Can you format the data below, starting at the line that contains "Note: indicate the stone building" and ending at the line that contains "<point>201,852</point>", as a JSON list of strings, one string per line with blank lines left out?

◆ SUPPLIED RECORDS ◆
====
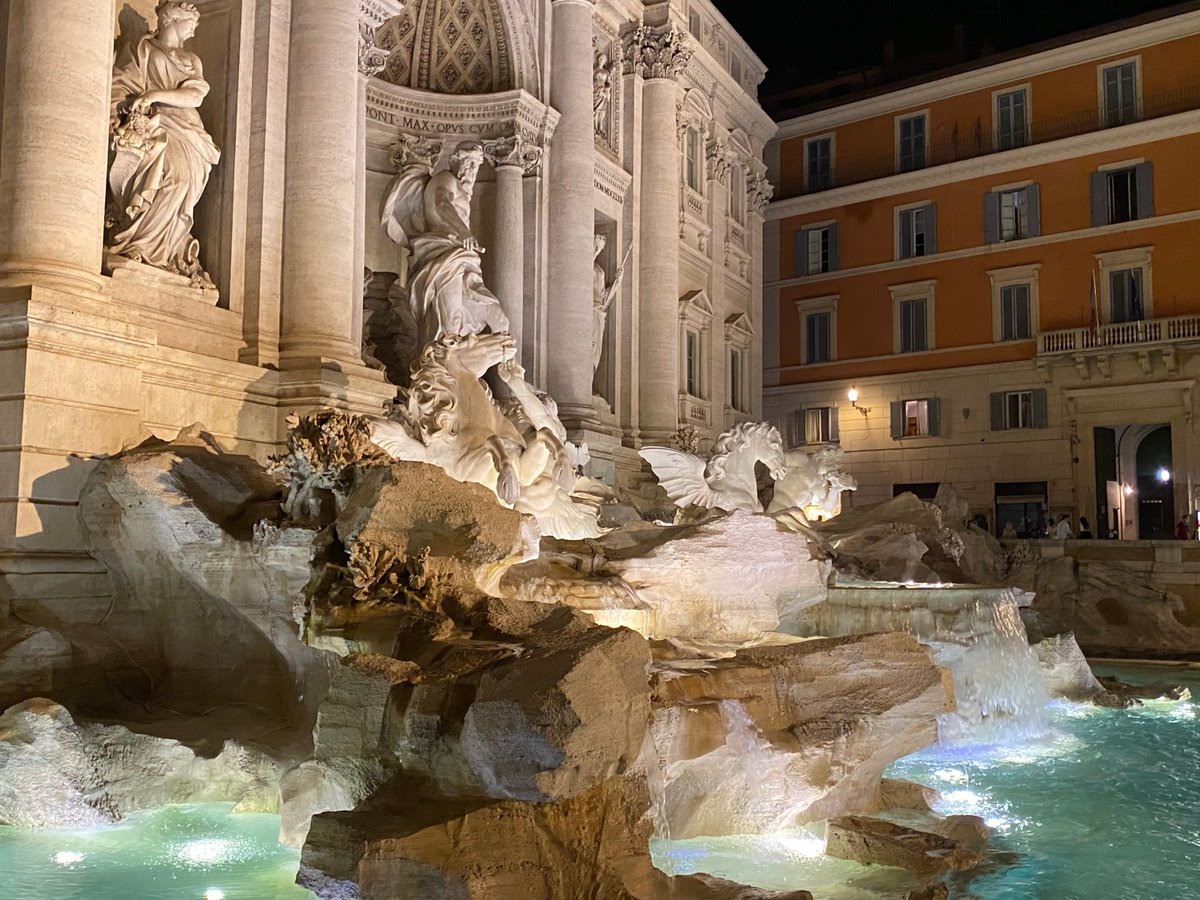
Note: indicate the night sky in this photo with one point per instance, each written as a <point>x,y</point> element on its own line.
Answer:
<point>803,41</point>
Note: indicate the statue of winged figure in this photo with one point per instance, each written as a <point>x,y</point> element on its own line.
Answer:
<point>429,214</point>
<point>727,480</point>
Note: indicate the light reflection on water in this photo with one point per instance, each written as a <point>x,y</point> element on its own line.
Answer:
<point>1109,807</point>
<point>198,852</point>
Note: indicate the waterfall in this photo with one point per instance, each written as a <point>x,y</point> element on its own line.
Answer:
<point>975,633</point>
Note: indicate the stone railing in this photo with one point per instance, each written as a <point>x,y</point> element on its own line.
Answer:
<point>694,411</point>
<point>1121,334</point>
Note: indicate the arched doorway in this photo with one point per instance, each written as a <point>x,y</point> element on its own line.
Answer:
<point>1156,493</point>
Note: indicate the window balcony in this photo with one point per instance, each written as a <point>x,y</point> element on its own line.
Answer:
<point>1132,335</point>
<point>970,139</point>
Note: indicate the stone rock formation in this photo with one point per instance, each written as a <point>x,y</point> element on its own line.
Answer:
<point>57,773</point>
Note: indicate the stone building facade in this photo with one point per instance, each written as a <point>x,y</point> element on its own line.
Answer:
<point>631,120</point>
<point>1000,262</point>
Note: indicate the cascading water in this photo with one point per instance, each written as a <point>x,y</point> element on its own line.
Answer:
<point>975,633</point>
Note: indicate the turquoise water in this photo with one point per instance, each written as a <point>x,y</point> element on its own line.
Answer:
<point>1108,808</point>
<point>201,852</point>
====
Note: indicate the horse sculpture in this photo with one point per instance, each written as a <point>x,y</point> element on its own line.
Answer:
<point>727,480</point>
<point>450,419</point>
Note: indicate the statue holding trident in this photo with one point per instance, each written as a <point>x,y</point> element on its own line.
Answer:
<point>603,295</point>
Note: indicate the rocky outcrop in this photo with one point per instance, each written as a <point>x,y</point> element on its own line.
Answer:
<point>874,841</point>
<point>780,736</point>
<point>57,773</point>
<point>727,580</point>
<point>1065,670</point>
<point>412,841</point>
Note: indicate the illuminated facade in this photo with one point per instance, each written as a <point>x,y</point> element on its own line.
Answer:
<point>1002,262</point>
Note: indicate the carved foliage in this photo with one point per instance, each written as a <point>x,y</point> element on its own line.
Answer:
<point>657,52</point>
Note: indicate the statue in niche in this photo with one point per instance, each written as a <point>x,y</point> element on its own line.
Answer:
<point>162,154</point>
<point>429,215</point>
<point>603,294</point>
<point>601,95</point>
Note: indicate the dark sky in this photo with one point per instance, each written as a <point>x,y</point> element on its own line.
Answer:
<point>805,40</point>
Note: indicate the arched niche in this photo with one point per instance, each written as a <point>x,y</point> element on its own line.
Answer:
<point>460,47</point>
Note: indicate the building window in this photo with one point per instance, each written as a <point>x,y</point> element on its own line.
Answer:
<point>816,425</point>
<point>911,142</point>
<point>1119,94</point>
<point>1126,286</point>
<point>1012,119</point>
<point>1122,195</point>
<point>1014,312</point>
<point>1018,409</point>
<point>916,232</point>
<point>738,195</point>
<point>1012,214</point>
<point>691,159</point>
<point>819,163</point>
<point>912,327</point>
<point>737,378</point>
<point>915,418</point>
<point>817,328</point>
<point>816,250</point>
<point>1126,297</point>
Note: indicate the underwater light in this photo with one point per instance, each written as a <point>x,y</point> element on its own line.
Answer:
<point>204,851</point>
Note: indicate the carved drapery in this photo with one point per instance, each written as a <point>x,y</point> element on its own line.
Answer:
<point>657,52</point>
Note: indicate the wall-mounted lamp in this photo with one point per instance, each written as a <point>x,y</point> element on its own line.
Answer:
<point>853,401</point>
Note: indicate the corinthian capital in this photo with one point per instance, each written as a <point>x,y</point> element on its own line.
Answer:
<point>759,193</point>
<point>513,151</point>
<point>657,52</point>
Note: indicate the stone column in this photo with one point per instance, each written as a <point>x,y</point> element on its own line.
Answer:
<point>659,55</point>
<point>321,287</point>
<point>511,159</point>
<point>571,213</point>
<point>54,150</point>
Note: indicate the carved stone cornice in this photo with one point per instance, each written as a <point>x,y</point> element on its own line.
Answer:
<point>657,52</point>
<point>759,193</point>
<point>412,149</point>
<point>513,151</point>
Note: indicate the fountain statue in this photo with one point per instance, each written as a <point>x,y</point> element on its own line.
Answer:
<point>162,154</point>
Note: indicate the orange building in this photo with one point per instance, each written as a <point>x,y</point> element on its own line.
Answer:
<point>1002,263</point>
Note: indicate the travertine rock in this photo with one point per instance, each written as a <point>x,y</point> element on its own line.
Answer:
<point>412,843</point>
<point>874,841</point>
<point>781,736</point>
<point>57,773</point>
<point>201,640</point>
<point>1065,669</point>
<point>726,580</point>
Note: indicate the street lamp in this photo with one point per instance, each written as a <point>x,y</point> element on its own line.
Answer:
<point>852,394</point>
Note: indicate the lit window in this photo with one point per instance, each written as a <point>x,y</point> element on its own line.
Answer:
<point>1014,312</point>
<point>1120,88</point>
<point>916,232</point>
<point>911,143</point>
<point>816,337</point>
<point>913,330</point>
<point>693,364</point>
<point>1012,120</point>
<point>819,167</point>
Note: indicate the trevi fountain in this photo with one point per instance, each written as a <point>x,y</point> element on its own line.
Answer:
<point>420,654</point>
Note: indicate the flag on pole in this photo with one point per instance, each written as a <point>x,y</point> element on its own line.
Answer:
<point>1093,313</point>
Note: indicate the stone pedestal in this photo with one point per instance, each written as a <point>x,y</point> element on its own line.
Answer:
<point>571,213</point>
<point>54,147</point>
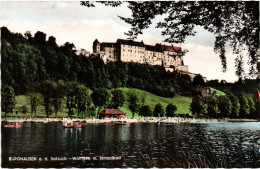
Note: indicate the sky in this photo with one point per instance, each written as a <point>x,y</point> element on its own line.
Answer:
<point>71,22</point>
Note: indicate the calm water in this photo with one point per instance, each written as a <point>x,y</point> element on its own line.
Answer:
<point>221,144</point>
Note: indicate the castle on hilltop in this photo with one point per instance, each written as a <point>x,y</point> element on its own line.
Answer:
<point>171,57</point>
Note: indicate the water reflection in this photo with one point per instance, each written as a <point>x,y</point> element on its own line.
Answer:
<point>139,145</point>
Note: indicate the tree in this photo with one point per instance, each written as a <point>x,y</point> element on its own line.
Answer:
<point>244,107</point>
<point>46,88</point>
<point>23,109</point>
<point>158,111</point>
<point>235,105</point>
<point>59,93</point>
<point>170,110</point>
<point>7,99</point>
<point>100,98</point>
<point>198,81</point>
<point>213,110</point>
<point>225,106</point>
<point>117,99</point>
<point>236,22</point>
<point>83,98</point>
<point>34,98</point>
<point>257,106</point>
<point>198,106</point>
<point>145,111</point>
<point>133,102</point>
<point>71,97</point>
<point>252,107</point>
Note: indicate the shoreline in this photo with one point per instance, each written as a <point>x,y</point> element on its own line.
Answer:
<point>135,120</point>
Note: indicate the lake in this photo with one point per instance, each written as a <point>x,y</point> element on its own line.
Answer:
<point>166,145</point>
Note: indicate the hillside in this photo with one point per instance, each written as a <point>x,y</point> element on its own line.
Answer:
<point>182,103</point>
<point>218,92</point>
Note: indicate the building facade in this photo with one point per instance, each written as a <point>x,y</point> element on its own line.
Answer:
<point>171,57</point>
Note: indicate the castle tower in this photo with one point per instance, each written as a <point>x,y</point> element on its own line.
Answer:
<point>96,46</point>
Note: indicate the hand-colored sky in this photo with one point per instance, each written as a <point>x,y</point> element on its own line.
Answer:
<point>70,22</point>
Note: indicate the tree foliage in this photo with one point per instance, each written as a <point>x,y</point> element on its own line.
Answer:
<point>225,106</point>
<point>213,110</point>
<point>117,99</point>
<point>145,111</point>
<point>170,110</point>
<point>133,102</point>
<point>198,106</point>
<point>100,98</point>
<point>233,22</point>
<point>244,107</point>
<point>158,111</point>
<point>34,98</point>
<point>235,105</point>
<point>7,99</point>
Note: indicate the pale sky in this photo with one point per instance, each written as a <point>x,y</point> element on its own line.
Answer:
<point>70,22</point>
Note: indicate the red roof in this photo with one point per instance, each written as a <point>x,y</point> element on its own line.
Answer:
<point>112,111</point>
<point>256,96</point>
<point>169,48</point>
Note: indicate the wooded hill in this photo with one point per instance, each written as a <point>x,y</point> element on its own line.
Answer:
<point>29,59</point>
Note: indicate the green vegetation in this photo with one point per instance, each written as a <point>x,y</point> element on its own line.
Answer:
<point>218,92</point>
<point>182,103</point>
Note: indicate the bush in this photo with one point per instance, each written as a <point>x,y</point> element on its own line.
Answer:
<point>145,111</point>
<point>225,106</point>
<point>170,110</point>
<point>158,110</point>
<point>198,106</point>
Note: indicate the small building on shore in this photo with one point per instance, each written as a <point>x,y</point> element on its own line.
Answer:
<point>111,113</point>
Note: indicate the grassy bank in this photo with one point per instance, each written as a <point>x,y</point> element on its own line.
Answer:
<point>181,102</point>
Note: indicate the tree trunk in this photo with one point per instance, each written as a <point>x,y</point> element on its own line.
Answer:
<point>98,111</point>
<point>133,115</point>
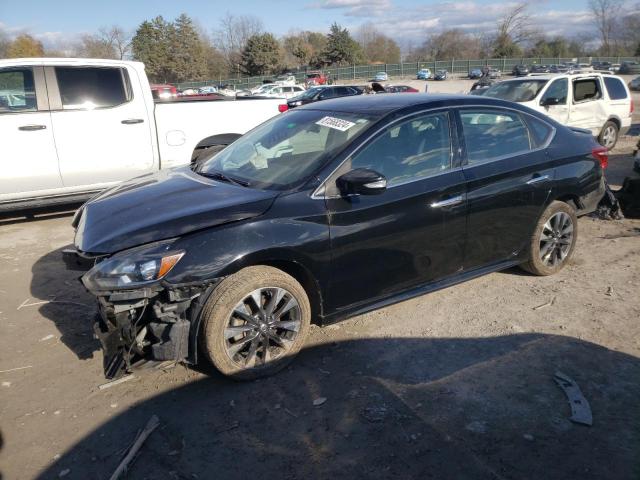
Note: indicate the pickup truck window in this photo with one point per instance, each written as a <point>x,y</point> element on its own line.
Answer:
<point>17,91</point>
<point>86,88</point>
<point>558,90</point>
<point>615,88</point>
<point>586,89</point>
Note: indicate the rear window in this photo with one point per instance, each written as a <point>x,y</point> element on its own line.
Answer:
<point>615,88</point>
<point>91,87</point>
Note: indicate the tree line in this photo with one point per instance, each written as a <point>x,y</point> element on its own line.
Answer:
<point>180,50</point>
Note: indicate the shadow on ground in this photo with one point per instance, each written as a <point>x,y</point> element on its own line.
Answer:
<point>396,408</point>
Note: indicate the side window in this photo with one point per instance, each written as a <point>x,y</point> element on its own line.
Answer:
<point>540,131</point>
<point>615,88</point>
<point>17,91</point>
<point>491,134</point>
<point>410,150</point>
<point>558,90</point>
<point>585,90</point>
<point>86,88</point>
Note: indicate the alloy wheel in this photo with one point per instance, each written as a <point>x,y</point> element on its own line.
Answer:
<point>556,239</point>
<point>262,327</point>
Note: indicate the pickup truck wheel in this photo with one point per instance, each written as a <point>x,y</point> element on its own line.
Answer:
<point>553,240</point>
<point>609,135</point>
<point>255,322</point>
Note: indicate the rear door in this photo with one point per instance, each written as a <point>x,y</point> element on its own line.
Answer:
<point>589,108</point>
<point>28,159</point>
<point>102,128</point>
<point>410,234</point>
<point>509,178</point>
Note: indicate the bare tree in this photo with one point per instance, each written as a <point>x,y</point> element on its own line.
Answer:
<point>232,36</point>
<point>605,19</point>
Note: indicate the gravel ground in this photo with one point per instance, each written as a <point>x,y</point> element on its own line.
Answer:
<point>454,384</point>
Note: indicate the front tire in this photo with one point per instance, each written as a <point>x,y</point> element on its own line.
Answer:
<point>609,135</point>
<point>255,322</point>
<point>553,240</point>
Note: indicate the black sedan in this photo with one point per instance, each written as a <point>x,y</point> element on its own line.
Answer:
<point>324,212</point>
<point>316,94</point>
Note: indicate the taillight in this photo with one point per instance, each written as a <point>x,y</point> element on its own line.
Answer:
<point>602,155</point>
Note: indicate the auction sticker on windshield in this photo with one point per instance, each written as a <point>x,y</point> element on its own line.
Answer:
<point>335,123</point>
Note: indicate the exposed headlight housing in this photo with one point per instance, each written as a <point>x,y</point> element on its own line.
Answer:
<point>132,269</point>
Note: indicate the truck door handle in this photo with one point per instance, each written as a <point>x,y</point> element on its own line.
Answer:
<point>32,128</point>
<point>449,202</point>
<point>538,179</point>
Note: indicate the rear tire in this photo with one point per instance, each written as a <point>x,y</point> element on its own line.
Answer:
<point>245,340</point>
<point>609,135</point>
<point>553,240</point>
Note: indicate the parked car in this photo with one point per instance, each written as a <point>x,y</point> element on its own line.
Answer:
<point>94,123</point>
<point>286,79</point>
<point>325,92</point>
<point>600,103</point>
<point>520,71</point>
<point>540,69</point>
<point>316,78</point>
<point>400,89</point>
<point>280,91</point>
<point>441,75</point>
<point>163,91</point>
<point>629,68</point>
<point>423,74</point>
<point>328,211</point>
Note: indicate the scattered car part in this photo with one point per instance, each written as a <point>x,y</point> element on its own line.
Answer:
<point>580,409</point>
====
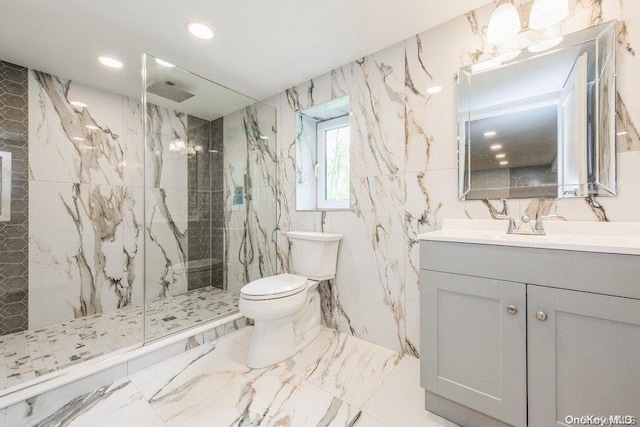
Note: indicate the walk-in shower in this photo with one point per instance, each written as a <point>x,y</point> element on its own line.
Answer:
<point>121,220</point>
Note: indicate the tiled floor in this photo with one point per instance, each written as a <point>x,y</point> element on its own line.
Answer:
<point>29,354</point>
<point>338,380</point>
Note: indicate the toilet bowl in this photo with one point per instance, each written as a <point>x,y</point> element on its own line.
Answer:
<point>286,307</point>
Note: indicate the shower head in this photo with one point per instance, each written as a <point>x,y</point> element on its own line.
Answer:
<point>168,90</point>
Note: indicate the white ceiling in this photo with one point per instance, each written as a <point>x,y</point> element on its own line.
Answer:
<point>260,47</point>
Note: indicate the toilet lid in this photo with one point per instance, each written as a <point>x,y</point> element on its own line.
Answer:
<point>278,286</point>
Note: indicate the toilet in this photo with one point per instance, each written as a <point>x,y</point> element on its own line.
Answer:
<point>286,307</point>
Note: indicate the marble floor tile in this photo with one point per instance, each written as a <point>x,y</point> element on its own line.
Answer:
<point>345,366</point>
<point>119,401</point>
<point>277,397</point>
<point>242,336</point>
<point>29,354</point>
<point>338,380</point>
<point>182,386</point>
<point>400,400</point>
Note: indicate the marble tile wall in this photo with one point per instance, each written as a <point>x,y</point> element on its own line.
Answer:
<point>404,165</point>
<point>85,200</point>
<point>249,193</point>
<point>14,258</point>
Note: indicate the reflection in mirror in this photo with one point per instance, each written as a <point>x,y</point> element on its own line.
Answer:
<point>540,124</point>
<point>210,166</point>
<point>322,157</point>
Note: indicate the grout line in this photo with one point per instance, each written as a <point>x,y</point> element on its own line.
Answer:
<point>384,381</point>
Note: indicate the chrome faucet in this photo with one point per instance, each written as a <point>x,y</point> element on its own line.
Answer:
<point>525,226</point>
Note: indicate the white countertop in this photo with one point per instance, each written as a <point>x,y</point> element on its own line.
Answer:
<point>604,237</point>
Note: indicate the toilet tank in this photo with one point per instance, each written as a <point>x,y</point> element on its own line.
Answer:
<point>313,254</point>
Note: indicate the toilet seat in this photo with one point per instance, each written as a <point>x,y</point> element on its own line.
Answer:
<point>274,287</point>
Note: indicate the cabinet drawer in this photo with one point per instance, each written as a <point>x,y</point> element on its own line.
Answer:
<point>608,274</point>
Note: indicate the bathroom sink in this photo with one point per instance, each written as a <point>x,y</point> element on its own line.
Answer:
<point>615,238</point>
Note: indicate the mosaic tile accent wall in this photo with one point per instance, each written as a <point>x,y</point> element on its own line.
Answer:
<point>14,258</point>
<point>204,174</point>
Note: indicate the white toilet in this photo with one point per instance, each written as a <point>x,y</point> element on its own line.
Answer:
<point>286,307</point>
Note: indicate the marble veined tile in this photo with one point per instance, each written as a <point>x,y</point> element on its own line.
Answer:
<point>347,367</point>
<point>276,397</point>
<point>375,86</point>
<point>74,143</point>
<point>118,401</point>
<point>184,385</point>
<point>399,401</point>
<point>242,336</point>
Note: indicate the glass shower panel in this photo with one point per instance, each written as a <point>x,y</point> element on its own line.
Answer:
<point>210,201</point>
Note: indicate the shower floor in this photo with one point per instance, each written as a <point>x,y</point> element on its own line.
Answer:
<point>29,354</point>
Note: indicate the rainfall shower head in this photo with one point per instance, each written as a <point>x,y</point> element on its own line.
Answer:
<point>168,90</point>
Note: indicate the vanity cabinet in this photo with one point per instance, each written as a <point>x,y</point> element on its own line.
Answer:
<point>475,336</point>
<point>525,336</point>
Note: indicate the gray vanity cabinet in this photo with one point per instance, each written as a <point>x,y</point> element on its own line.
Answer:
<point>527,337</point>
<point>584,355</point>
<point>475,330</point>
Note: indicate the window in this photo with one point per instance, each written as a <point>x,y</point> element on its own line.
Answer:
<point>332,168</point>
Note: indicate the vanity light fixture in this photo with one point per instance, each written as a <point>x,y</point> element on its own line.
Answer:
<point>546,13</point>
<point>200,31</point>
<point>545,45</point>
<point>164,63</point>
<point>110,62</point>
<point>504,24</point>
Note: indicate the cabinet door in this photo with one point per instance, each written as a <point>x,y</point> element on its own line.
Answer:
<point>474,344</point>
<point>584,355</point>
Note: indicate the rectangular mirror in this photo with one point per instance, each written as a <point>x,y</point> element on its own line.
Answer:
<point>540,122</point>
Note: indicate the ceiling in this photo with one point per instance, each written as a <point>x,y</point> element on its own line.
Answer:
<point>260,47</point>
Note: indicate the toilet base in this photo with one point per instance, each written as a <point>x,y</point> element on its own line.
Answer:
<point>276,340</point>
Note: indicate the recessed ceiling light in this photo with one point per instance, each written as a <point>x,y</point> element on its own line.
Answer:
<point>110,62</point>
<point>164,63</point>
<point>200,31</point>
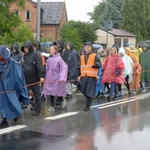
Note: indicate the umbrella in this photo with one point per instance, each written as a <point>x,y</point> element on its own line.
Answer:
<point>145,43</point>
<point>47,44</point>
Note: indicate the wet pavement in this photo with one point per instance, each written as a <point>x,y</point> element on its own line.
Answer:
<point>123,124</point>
====
◆ RESULT FOR THIS EXERCISE ◆
[
  "Note: indicate the stone building facade in this photo with one point per instance, each written as a <point>x,y</point> element on its own line.",
  "Answer:",
  "<point>631,120</point>",
  "<point>1000,262</point>",
  "Note: indicate the cascading water in this photo with one point per instance, each written as a <point>x,y</point> element on its own line.",
  "Answer:",
  "<point>975,633</point>",
  "Note: indicate the turquoise water in this photo with one point per instance, each written as a <point>x,y</point> element on its own line.",
  "Answer:",
  "<point>1108,808</point>",
  "<point>201,852</point>"
]